Locate the line that contains "For the audit, pick out each instance of the fence post". Copy it and every following line through the end of the records, exactly, and include nothing else.

Pointing records
━━━━━━

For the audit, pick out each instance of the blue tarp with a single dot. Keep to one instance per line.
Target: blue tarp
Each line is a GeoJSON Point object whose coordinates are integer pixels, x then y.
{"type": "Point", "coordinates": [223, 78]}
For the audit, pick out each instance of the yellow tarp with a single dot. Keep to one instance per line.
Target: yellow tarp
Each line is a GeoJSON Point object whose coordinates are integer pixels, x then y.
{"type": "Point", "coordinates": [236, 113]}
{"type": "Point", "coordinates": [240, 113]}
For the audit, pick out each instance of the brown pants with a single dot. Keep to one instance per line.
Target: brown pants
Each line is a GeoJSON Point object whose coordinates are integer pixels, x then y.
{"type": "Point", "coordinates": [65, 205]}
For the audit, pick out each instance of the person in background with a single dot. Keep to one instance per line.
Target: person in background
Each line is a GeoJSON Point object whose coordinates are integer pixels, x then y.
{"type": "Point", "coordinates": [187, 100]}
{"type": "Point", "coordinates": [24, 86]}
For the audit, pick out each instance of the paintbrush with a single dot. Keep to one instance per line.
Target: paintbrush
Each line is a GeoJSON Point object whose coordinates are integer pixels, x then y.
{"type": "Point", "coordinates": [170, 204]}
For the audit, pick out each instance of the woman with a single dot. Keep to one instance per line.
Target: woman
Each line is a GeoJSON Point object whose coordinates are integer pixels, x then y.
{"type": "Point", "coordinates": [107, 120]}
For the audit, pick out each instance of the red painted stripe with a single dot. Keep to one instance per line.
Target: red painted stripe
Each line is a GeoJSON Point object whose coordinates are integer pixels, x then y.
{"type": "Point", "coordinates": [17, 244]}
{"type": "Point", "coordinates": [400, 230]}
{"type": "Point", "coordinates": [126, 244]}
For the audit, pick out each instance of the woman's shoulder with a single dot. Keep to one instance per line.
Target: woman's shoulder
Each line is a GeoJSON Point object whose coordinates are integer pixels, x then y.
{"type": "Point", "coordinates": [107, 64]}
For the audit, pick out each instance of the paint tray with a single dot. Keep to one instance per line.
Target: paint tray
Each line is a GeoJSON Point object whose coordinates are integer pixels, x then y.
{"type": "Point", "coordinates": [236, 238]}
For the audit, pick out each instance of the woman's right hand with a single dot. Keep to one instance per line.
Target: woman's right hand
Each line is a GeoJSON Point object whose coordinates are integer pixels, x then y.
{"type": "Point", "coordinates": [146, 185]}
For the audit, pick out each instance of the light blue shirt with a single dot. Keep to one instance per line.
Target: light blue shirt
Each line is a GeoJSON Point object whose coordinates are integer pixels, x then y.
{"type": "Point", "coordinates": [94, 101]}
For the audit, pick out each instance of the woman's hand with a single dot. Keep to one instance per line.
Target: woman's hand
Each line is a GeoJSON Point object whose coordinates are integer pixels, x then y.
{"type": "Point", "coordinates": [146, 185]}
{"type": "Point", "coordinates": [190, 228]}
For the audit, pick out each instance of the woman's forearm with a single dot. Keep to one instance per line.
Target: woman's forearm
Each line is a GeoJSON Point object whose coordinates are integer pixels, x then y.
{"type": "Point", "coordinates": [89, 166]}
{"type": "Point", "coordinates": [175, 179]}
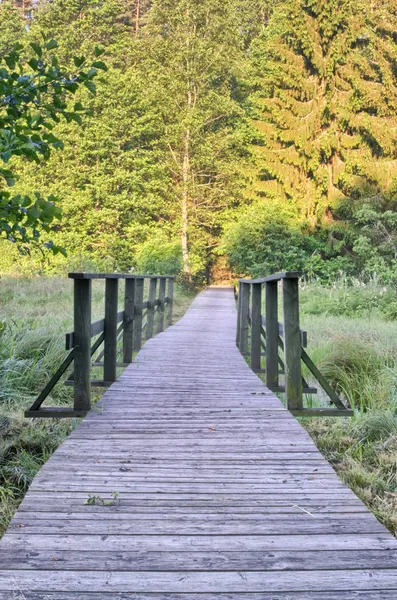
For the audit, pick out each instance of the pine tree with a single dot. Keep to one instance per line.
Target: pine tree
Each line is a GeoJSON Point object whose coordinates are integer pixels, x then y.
{"type": "Point", "coordinates": [327, 104]}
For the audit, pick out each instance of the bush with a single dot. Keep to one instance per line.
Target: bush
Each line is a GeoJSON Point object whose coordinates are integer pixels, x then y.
{"type": "Point", "coordinates": [159, 256]}
{"type": "Point", "coordinates": [265, 239]}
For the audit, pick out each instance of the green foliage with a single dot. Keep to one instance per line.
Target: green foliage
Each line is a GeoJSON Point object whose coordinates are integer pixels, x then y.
{"type": "Point", "coordinates": [266, 239]}
{"type": "Point", "coordinates": [33, 97]}
{"type": "Point", "coordinates": [159, 255]}
{"type": "Point", "coordinates": [351, 299]}
{"type": "Point", "coordinates": [12, 27]}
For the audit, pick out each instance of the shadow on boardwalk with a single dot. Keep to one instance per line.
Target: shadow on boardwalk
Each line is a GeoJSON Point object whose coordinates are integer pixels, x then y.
{"type": "Point", "coordinates": [222, 494]}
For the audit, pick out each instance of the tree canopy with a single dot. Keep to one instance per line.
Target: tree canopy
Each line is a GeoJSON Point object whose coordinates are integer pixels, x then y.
{"type": "Point", "coordinates": [232, 128]}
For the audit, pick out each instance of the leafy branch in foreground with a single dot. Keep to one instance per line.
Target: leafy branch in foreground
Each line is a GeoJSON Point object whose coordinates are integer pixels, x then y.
{"type": "Point", "coordinates": [34, 95]}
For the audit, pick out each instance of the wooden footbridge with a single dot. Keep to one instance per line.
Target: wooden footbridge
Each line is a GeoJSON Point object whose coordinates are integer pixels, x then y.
{"type": "Point", "coordinates": [218, 492]}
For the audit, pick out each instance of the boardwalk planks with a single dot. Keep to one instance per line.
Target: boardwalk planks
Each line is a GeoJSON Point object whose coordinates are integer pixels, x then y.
{"type": "Point", "coordinates": [222, 494]}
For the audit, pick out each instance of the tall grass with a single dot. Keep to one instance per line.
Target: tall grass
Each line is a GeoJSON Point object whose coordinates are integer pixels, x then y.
{"type": "Point", "coordinates": [35, 314]}
{"type": "Point", "coordinates": [357, 351]}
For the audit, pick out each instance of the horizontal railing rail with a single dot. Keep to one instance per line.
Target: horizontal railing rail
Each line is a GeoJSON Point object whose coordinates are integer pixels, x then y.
{"type": "Point", "coordinates": [139, 319]}
{"type": "Point", "coordinates": [262, 336]}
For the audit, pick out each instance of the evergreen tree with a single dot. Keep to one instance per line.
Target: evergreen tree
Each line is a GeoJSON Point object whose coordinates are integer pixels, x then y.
{"type": "Point", "coordinates": [327, 105]}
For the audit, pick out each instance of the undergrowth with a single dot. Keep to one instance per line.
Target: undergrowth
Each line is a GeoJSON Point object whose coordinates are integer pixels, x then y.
{"type": "Point", "coordinates": [357, 351]}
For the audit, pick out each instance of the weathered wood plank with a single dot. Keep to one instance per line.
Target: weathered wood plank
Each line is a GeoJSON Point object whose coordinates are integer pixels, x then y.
{"type": "Point", "coordinates": [223, 496]}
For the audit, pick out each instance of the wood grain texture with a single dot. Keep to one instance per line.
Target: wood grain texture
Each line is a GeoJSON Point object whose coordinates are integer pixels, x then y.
{"type": "Point", "coordinates": [222, 494]}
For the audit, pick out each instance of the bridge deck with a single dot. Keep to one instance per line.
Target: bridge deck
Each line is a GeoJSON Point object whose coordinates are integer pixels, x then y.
{"type": "Point", "coordinates": [223, 495]}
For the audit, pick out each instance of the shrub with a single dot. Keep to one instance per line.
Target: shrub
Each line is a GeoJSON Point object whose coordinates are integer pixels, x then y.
{"type": "Point", "coordinates": [266, 239]}
{"type": "Point", "coordinates": [160, 256]}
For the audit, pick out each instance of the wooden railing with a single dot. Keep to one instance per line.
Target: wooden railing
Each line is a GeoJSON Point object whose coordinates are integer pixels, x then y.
{"type": "Point", "coordinates": [140, 319]}
{"type": "Point", "coordinates": [262, 336]}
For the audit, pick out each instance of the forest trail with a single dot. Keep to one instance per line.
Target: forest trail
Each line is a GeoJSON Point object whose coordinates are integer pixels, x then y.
{"type": "Point", "coordinates": [219, 493]}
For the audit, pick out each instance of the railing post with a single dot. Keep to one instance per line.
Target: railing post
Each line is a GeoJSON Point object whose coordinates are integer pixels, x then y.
{"type": "Point", "coordinates": [151, 307]}
{"type": "Point", "coordinates": [110, 350]}
{"type": "Point", "coordinates": [271, 334]}
{"type": "Point", "coordinates": [138, 310]}
{"type": "Point", "coordinates": [292, 344]}
{"type": "Point", "coordinates": [170, 294]}
{"type": "Point", "coordinates": [82, 337]}
{"type": "Point", "coordinates": [244, 317]}
{"type": "Point", "coordinates": [160, 324]}
{"type": "Point", "coordinates": [128, 332]}
{"type": "Point", "coordinates": [238, 315]}
{"type": "Point", "coordinates": [256, 317]}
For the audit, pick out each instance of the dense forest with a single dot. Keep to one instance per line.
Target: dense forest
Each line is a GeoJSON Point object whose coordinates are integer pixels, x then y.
{"type": "Point", "coordinates": [226, 137]}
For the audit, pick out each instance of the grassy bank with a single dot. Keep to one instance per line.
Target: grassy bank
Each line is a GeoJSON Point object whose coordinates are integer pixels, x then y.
{"type": "Point", "coordinates": [353, 339]}
{"type": "Point", "coordinates": [34, 316]}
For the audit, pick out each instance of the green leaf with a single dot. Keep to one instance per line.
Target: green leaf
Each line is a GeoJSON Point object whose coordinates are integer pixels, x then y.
{"type": "Point", "coordinates": [91, 73]}
{"type": "Point", "coordinates": [33, 63]}
{"type": "Point", "coordinates": [90, 85]}
{"type": "Point", "coordinates": [37, 49]}
{"type": "Point", "coordinates": [99, 64]}
{"type": "Point", "coordinates": [78, 61]}
{"type": "Point", "coordinates": [99, 51]}
{"type": "Point", "coordinates": [51, 45]}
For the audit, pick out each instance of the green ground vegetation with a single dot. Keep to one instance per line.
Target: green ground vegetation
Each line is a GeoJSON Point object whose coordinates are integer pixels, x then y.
{"type": "Point", "coordinates": [354, 343]}
{"type": "Point", "coordinates": [35, 314]}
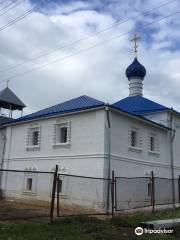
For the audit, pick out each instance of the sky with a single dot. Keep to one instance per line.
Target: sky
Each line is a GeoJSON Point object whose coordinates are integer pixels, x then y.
{"type": "Point", "coordinates": [71, 48]}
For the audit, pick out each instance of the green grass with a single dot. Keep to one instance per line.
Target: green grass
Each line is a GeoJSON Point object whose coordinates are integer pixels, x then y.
{"type": "Point", "coordinates": [84, 228]}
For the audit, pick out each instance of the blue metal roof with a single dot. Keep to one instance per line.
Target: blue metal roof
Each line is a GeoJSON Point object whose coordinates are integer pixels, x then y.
{"type": "Point", "coordinates": [138, 105]}
{"type": "Point", "coordinates": [76, 104]}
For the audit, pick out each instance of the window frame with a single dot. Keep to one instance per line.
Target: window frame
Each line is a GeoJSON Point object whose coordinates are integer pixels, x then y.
{"type": "Point", "coordinates": [30, 134]}
{"type": "Point", "coordinates": [57, 135]}
{"type": "Point", "coordinates": [138, 141]}
{"type": "Point", "coordinates": [155, 150]}
{"type": "Point", "coordinates": [34, 177]}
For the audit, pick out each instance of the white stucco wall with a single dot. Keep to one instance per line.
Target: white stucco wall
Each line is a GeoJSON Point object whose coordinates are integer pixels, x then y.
{"type": "Point", "coordinates": [128, 163]}
{"type": "Point", "coordinates": [164, 118]}
{"type": "Point", "coordinates": [84, 156]}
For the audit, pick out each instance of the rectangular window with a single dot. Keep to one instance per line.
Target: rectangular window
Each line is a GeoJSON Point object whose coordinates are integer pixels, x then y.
{"type": "Point", "coordinates": [29, 184]}
{"type": "Point", "coordinates": [35, 137]}
{"type": "Point", "coordinates": [152, 144]}
{"type": "Point", "coordinates": [133, 138]}
{"type": "Point", "coordinates": [59, 186]}
{"type": "Point", "coordinates": [149, 189]}
{"type": "Point", "coordinates": [61, 134]}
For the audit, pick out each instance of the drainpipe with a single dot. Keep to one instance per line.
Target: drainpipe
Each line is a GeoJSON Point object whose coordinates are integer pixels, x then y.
{"type": "Point", "coordinates": [109, 154]}
{"type": "Point", "coordinates": [2, 163]}
{"type": "Point", "coordinates": [172, 136]}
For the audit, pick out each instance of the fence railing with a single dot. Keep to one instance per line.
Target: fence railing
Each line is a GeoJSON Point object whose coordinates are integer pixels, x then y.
{"type": "Point", "coordinates": [30, 193]}
{"type": "Point", "coordinates": [138, 192]}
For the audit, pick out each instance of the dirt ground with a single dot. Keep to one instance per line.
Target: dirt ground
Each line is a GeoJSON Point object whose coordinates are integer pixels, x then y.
{"type": "Point", "coordinates": [13, 210]}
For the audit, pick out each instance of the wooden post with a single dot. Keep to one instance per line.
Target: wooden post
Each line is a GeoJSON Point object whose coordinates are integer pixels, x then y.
{"type": "Point", "coordinates": [58, 195]}
{"type": "Point", "coordinates": [152, 191]}
{"type": "Point", "coordinates": [112, 194]}
{"type": "Point", "coordinates": [179, 188]}
{"type": "Point", "coordinates": [53, 194]}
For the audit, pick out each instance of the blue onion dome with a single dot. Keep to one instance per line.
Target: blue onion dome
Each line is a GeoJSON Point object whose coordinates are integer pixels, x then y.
{"type": "Point", "coordinates": [136, 69]}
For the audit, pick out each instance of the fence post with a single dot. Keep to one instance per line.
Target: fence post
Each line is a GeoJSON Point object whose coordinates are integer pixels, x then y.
{"type": "Point", "coordinates": [112, 193]}
{"type": "Point", "coordinates": [179, 188]}
{"type": "Point", "coordinates": [152, 191]}
{"type": "Point", "coordinates": [53, 194]}
{"type": "Point", "coordinates": [58, 195]}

━━━━━━

### Solution for this task
For the audit, pick out each instance of the fence post with a single dot. Keep to one instance per line.
Target: fence post
Each line is a GeoJSON Point object whose coordinates are integer pixels, x then y.
{"type": "Point", "coordinates": [112, 193]}
{"type": "Point", "coordinates": [179, 188]}
{"type": "Point", "coordinates": [152, 191]}
{"type": "Point", "coordinates": [53, 194]}
{"type": "Point", "coordinates": [58, 195]}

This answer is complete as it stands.